**Rows**
━━━━━━━━━━━━━━━━━━━━━━━━━━━━━━

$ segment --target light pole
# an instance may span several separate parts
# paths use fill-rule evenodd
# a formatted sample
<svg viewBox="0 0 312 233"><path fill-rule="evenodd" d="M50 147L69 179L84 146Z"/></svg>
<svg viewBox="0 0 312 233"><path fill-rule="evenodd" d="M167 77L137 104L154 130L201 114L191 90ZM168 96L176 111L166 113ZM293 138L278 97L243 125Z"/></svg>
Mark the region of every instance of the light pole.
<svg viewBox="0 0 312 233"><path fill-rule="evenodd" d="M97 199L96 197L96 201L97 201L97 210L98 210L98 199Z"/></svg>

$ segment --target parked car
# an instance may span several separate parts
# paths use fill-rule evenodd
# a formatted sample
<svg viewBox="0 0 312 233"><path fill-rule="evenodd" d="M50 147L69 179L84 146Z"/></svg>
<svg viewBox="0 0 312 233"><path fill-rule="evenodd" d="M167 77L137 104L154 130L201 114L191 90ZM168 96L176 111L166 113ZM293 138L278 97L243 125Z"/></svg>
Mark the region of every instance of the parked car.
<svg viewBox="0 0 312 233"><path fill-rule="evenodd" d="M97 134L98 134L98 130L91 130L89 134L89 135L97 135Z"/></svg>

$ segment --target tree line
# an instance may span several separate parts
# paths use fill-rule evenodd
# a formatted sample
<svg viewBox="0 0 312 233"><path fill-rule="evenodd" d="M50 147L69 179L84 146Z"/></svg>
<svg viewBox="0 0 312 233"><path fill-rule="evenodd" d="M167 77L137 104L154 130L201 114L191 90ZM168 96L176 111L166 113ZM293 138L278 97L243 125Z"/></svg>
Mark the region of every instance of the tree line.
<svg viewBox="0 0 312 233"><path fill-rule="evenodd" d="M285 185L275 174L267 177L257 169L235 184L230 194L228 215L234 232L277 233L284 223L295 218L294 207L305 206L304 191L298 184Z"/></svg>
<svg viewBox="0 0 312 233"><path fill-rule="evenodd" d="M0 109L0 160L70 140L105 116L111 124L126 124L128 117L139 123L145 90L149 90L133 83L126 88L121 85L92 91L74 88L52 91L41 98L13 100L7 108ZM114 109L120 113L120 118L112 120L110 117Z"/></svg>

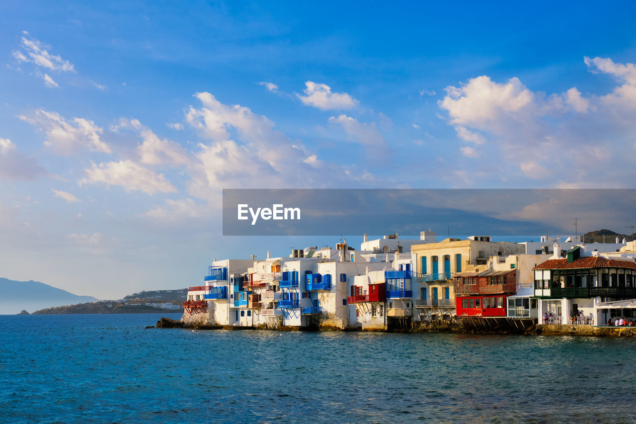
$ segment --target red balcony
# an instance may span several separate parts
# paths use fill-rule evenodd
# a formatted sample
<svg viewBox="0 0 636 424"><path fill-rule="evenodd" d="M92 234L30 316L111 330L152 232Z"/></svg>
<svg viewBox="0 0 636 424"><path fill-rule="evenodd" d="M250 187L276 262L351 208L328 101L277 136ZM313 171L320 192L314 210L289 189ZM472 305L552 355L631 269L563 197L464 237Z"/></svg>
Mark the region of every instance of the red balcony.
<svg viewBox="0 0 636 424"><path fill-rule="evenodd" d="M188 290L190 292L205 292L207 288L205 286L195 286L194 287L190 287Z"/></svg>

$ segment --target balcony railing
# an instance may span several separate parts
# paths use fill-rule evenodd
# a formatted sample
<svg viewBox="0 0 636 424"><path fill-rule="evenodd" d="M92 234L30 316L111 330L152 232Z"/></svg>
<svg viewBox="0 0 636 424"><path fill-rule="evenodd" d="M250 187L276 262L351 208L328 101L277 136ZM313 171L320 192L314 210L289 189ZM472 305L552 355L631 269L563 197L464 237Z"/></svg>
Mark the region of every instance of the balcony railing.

━━━━━━━━━━━━━━━━━━━━━━━━━━━━━━

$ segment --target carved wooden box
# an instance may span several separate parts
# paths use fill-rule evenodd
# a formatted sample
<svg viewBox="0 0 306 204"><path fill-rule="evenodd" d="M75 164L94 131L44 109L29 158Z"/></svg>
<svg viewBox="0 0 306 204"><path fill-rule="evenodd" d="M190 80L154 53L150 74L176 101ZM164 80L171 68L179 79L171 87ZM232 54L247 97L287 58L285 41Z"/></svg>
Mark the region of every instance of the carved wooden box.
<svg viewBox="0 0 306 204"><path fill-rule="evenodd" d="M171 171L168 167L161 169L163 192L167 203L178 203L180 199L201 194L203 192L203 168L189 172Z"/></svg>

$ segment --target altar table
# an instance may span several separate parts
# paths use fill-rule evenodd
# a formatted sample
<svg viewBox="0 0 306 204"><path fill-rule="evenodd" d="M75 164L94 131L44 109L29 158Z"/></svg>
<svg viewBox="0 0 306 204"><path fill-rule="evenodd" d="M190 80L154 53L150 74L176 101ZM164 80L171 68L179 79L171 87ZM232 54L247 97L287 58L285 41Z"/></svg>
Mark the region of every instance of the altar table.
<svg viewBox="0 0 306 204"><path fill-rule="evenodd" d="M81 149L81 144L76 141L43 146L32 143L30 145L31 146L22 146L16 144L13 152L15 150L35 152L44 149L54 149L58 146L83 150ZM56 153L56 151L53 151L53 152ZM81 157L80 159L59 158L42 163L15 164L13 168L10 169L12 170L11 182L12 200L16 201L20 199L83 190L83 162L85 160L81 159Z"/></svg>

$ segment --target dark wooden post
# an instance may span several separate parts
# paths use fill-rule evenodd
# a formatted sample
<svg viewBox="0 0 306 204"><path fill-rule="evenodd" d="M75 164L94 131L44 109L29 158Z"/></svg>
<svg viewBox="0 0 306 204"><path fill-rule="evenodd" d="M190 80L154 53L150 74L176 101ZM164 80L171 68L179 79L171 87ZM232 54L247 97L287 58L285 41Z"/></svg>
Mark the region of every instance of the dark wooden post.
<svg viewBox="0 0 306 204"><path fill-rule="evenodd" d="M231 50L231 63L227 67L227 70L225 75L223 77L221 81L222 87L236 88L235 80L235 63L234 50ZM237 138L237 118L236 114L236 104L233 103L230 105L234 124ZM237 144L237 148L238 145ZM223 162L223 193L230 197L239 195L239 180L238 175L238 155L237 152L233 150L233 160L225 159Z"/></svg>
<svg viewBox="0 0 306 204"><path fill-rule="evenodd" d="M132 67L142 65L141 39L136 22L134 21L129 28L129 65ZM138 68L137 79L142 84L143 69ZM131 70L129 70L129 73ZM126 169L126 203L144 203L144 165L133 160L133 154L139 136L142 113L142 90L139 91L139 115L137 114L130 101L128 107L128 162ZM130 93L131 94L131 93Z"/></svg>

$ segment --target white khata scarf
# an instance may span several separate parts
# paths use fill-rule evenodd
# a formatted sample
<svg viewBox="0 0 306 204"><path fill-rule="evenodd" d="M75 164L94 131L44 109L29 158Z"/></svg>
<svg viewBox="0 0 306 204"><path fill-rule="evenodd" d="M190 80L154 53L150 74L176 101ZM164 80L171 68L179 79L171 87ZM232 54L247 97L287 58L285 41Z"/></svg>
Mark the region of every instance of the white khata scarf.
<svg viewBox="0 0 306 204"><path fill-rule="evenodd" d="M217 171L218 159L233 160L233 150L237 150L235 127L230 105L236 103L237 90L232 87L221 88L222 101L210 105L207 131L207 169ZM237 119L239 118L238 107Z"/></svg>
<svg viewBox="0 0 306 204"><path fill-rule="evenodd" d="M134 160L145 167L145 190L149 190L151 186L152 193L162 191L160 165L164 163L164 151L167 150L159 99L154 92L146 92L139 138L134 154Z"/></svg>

━━━━━━━━━━━━━━━━━━━━━━━━━━━━━━

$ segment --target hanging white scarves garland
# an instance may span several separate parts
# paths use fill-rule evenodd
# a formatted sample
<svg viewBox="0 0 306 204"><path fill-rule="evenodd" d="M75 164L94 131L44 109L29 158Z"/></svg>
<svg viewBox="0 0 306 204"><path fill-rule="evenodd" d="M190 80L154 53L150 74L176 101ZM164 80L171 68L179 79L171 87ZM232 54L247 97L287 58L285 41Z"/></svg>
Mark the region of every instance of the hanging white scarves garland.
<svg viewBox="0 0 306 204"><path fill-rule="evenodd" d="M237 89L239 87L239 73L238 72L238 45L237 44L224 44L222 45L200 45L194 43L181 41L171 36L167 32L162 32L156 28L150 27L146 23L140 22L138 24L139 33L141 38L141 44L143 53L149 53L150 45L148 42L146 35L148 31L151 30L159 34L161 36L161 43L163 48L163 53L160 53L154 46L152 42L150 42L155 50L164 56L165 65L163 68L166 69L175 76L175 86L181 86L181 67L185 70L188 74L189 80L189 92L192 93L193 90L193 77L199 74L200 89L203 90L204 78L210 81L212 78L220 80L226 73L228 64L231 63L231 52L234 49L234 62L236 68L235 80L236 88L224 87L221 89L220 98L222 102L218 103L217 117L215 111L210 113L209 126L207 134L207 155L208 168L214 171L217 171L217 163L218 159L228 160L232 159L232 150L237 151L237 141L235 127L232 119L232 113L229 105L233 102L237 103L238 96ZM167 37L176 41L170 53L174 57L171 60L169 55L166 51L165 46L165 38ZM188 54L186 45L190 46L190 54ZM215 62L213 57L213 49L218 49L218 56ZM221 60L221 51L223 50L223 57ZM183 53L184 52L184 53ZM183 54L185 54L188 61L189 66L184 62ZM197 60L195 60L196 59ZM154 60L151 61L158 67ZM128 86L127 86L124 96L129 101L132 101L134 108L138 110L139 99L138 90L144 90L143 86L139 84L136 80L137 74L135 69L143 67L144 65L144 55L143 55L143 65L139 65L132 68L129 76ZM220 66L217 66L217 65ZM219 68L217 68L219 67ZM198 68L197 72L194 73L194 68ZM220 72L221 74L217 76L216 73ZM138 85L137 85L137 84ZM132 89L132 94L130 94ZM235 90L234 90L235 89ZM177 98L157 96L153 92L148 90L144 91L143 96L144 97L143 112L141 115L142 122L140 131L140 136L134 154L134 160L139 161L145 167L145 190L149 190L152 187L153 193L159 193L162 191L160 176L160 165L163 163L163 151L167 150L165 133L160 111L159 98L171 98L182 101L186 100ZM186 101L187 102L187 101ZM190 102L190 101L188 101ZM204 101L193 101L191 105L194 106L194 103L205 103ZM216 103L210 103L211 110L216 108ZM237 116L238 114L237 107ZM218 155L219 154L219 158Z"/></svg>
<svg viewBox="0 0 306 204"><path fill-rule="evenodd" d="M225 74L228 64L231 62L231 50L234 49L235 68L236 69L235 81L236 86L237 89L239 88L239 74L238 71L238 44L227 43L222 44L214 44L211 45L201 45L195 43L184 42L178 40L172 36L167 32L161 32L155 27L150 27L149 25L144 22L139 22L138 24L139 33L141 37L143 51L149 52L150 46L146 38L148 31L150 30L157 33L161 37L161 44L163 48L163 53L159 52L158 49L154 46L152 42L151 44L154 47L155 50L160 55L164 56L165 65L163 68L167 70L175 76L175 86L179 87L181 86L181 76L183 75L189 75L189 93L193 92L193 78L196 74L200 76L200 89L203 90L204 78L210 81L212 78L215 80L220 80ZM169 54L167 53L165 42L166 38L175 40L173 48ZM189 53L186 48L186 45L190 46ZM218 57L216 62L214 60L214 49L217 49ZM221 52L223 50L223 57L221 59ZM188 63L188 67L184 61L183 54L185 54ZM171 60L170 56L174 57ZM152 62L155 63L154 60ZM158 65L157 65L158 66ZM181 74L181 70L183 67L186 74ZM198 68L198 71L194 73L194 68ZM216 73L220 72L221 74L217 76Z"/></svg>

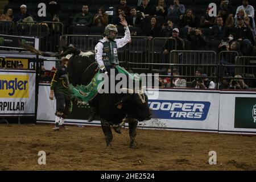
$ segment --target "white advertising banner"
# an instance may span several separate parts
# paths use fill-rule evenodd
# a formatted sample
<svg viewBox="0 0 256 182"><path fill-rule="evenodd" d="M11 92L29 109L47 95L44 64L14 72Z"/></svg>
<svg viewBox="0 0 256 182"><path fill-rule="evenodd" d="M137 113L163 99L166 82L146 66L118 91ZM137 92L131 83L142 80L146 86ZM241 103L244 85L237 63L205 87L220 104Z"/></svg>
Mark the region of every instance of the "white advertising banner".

━━━━━━━━━━━━━━━━━━━━━━━━━━━━━━

**Directive**
Copy the lines from the one containing "--target white khata scarf" through the one containing "160L145 167L145 190L149", swapping "instance" for "occurrence" and leaving everything else unchanged.

**Written solution**
$ segment --target white khata scarf
# an occurrence may span several separate parts
# paths use fill-rule evenodd
# a formatted sample
<svg viewBox="0 0 306 204"><path fill-rule="evenodd" d="M75 164L94 131L44 109L29 158Z"/></svg>
<svg viewBox="0 0 306 204"><path fill-rule="evenodd" d="M190 80L154 53L150 74L176 101ZM164 80L171 68L179 79L171 87ZM232 54L247 97L287 58L285 41Z"/></svg>
Mark the region of every occurrence of the white khata scarf.
<svg viewBox="0 0 306 204"><path fill-rule="evenodd" d="M217 171L218 159L233 160L233 150L237 150L235 127L230 105L236 103L237 90L232 87L221 88L222 101L210 105L207 131L207 169ZM237 119L239 118L238 107Z"/></svg>
<svg viewBox="0 0 306 204"><path fill-rule="evenodd" d="M134 160L145 167L145 190L149 190L151 186L152 193L162 191L160 165L164 163L164 151L167 150L159 99L154 92L146 92L139 138L134 154Z"/></svg>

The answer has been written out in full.